**What to work on**
Could you repeat the rows below with every "segment" swapped for "outline" and everything else left unchanged? Leave the pictures out of your answer.

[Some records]
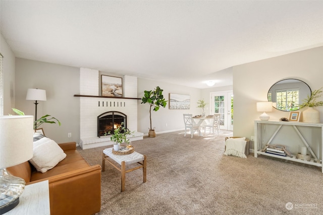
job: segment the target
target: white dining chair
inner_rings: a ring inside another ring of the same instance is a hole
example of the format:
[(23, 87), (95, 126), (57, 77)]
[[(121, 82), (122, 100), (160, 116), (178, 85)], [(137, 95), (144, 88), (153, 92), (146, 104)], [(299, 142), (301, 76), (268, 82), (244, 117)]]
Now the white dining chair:
[(213, 120), (210, 124), (205, 124), (203, 126), (204, 127), (204, 132), (206, 132), (206, 128), (209, 129), (209, 133), (211, 133), (211, 130), (214, 136), (216, 134), (215, 130), (218, 131), (218, 134), (220, 132), (220, 113), (214, 113), (213, 117)]
[(194, 121), (192, 119), (192, 114), (184, 114), (184, 122), (185, 124), (185, 133), (184, 136), (186, 136), (186, 131), (190, 129), (191, 132), (191, 138), (193, 138), (193, 134), (195, 131), (198, 131), (198, 136), (200, 136), (199, 126), (197, 125)]

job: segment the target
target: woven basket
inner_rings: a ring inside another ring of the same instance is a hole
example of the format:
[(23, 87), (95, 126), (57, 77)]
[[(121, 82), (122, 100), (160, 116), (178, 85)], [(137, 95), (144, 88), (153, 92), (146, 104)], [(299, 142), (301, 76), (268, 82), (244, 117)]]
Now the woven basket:
[(118, 151), (115, 151), (115, 150), (114, 150), (113, 148), (112, 149), (112, 153), (114, 155), (130, 155), (133, 152), (134, 152), (134, 151), (135, 151), (135, 148), (134, 147), (132, 147), (129, 150), (127, 150), (127, 151), (119, 150)]
[(311, 160), (311, 156), (309, 155), (304, 155), (298, 153), (297, 154), (297, 158), (304, 161), (309, 161)]

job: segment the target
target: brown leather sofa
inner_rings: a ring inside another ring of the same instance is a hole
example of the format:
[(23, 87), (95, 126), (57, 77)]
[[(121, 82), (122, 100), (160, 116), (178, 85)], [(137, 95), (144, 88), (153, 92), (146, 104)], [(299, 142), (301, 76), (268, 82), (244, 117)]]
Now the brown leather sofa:
[(24, 179), (26, 185), (48, 180), (51, 215), (89, 215), (99, 212), (101, 166), (90, 166), (76, 150), (75, 142), (59, 146), (66, 158), (44, 173), (37, 172), (28, 161), (7, 170)]

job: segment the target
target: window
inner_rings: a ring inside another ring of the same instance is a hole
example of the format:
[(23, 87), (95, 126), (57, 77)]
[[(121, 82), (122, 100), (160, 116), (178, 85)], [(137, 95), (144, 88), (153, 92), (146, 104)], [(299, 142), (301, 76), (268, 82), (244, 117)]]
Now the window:
[(224, 125), (224, 96), (214, 97), (214, 113), (221, 113), (220, 125)]
[(276, 91), (277, 109), (288, 111), (299, 109), (299, 91), (298, 89)]

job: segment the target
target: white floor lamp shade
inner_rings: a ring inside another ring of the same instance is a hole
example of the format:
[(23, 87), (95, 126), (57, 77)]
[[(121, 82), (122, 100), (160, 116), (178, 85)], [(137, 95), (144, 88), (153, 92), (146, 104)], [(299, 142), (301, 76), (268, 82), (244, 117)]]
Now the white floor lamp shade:
[(33, 116), (0, 116), (0, 214), (14, 208), (25, 188), (22, 178), (6, 169), (33, 156)]
[(273, 102), (257, 102), (257, 111), (263, 112), (259, 118), (261, 120), (268, 120), (270, 117), (266, 113), (266, 112), (272, 112), (273, 110)]
[(39, 103), (37, 101), (46, 101), (46, 91), (40, 89), (28, 89), (26, 95), (26, 100), (35, 101), (35, 120), (37, 120), (37, 105)]

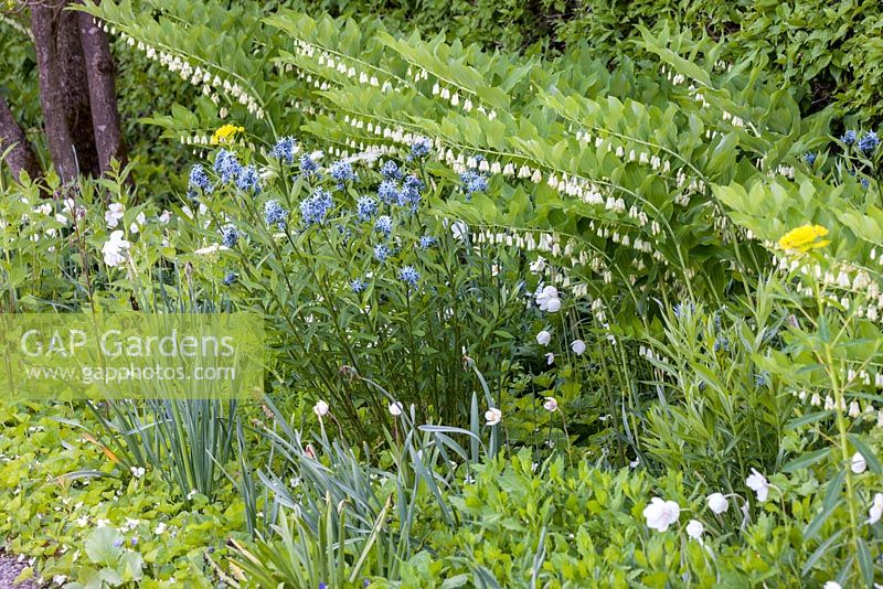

**Answer**
job: outline the target
target: white dining chair
inner_rings: a ring inside another ring of the same instance is a hole
example of the format:
[(23, 87), (95, 126), (57, 77)]
[[(121, 82), (122, 100), (160, 116), (178, 85)], [(137, 95), (144, 88), (153, 92), (146, 104)], [(299, 142), (301, 76), (268, 82), (244, 117)]]
Now the white dining chair:
[(213, 120), (210, 124), (205, 124), (203, 126), (204, 127), (204, 132), (206, 132), (206, 128), (209, 129), (209, 133), (211, 133), (211, 130), (214, 136), (216, 134), (215, 130), (218, 131), (218, 134), (220, 132), (220, 113), (214, 113), (213, 117)]
[(194, 121), (192, 119), (192, 114), (184, 114), (184, 122), (185, 124), (185, 133), (184, 136), (186, 136), (186, 131), (190, 129), (191, 132), (191, 138), (193, 138), (193, 134), (195, 131), (198, 131), (198, 136), (200, 136), (199, 126), (197, 125)]

job: outline the target
target: woven basket
inner_rings: a ring inside another ring of the same instance is a hole
example of the format:
[(23, 87), (95, 126), (57, 77)]
[[(121, 82), (122, 100), (160, 116), (178, 85)], [(137, 95), (144, 88), (153, 92), (146, 104)], [(299, 142), (301, 76), (268, 82), (244, 117)]]
Now the woven basket:
[(118, 151), (115, 151), (115, 150), (114, 150), (113, 148), (112, 149), (112, 153), (114, 155), (130, 155), (133, 152), (134, 152), (134, 151), (135, 151), (135, 148), (134, 147), (132, 147), (129, 150), (127, 150), (127, 151), (119, 150)]
[(311, 160), (311, 156), (309, 155), (304, 155), (298, 153), (297, 154), (297, 158), (304, 161), (309, 161)]

job: outline the target
target: brown leather sofa
inner_rings: a ring inside another ring of the same instance is a hole
example of the format:
[(23, 87), (95, 126), (57, 77)]
[[(121, 82), (122, 100), (160, 116), (178, 85)], [(137, 95), (144, 88), (153, 92), (146, 104)], [(299, 142), (301, 76), (268, 82), (244, 117)]]
Now the brown leather sofa:
[(24, 179), (26, 185), (48, 180), (51, 215), (89, 215), (99, 212), (101, 166), (90, 166), (76, 150), (75, 142), (59, 146), (66, 158), (44, 173), (37, 172), (28, 161), (7, 170)]

job: outline the target
target: window
inner_rings: a ring inside another ring of the same instance is a hole
example of the format:
[(23, 87), (95, 126), (57, 77)]
[[(121, 82), (122, 100), (160, 116), (178, 85)], [(137, 95), (144, 88), (153, 92), (146, 104)], [(299, 142), (301, 76), (268, 82), (244, 117)]]
Now the window:
[(224, 125), (224, 96), (214, 97), (214, 113), (221, 113), (220, 125)]
[(276, 91), (277, 109), (288, 111), (299, 109), (299, 91), (298, 89)]

job: outline the target
target: white floor lamp shade
inner_rings: a ring inside another ring of the same instance is a hole
example of the format:
[(23, 87), (95, 126), (57, 77)]
[[(121, 82), (122, 100), (160, 116), (178, 85)], [(137, 95), (144, 88), (153, 92), (146, 104)], [(299, 142), (301, 76), (268, 82), (244, 117)]]
Now the white floor lamp shade:
[(33, 116), (0, 116), (0, 214), (14, 208), (25, 188), (22, 178), (6, 169), (33, 156)]
[(273, 102), (257, 102), (257, 111), (263, 112), (259, 118), (261, 120), (268, 120), (270, 117), (266, 113), (266, 112), (272, 112), (273, 110)]
[(39, 103), (37, 101), (46, 101), (46, 91), (40, 89), (28, 89), (26, 95), (26, 100), (35, 101), (35, 120), (37, 120), (37, 105)]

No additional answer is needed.